• To-do list
**1.** List every programming language the compiler passage names as an example.
**2.** Using the compiler passage, decide whether each statement agrees with it. Answer yes or no, and quote the words that settle it.
(a) Front-end compilers turn source code into an intermediate representation.
(b) A single front-end compiler can work with only one back-end compiler.
(c) FIG. 8 shows rebuilding a program in response to the user's rebuild request.
**3.** In the compiler passage, find the part that opens with the words containing "The present invention relates" and closes with "the present invention.". Write it out again, switching "background information" to "context".

• Selected excerpt
--------------------
FIG. 7 is a flow diagram showing a method for adaptively generating code for a program by rebuilding the program in response to the user's rebuild request in accordance with the preferred embodiments.

FIG. 8 is a flow diagram showing a method for adaptively generating code when compiling a computer program in accordance with the preferred embodiments.

FIG. 9 is a flow diagram showing a method for adaptively generating code when compiling a computer program on a first computer system and restoring the computer program on a second computer system in accordance with the preferred embodiments.

DETAILED DESCRIPTION OF THE PREFERRED EMBODIMENTS

1.0 Overview

The present invention relates to adaptive code generation for extensible processor architectures. For those not familiar with compilers, this Overview section will provide background information that will help to understand the present invention.

Known Compilers

FIG. 2 illustrates a prior art compiling system 200 that includes a front-end compiler 210 and a back-end compiler 220. For most known compilers, there is an architected division (indicated by dotted line 260) between the front-end compiler 210 and the back-end compiler 220. Front-end compilers are used to convert source code to an intermediate representation. As illustrated in FIG. 2, front-end compiler 210 converts source code 205 to an intermediate representation 215. Back-end compilers are used to convert the intermediate representation to machine code for a particular hardware configuration (i.e., platform). As illustrated in FIG. 2, back-end compiler 220 converts the intermediate representation 215 to machine code 225 for a given platform (e.g., IBM eServer iSeries). This designed division between front-end compilers and back-end compilers is efficient, because it allows front-end compilers for a number of different languages (e.g., C++, Java, Ada, etc.) to be used with a single back-end compiler for a given platform (e.g., IBM eServer iSeries). Likewise, a single front-end compiler can be used with multiple back-end compilers if the code needs to be compiled to run on different platforms.

Front-end compiler 210 includes an intermediate representation (IR) code generator 212 that processes the source code 205 and generates instructions in the intermediate representation 215. Back-end compiler 220 includes a machine code generator 222 that processes the intermediate representation 215 and generates machine code 225 that is executable on a particular platform.
--------------------
• Information given
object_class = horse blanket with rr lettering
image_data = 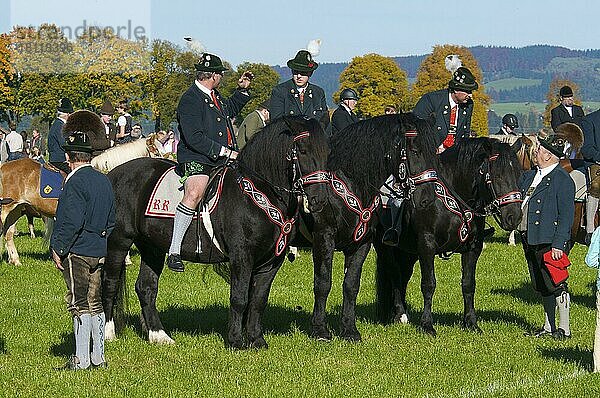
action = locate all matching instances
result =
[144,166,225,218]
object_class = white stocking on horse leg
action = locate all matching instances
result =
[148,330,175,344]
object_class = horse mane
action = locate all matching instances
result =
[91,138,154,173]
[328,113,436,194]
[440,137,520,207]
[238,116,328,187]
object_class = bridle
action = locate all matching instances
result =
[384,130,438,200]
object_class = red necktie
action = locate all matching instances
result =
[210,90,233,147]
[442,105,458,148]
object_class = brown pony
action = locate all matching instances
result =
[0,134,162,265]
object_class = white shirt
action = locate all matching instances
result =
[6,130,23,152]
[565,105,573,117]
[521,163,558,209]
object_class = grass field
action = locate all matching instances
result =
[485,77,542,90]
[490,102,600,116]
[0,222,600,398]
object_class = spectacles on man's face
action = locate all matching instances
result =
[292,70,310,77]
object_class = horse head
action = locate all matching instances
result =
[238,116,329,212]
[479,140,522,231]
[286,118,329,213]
--------------------
• Exercise results
**1.** C++, Java, Ada

**2.**
(a) Yes: "Front-end compilers are used to convert source code to an intermediate representation."
(b) No: "Likewise, a single front-end compiler can be used with multiple back-end compilers if the code needs to be compiled to run on different platforms."
(c) No: "FIG. 7 is a flow diagram showing a method for adaptively generating code for a program by rebuilding the program in response to the user's rebuild request"

**3.**
The present invention relates to adaptive code generation for extensible processor architectures. For those not familiar with compilers, this Overview section will provide context that will help to understand the present invention.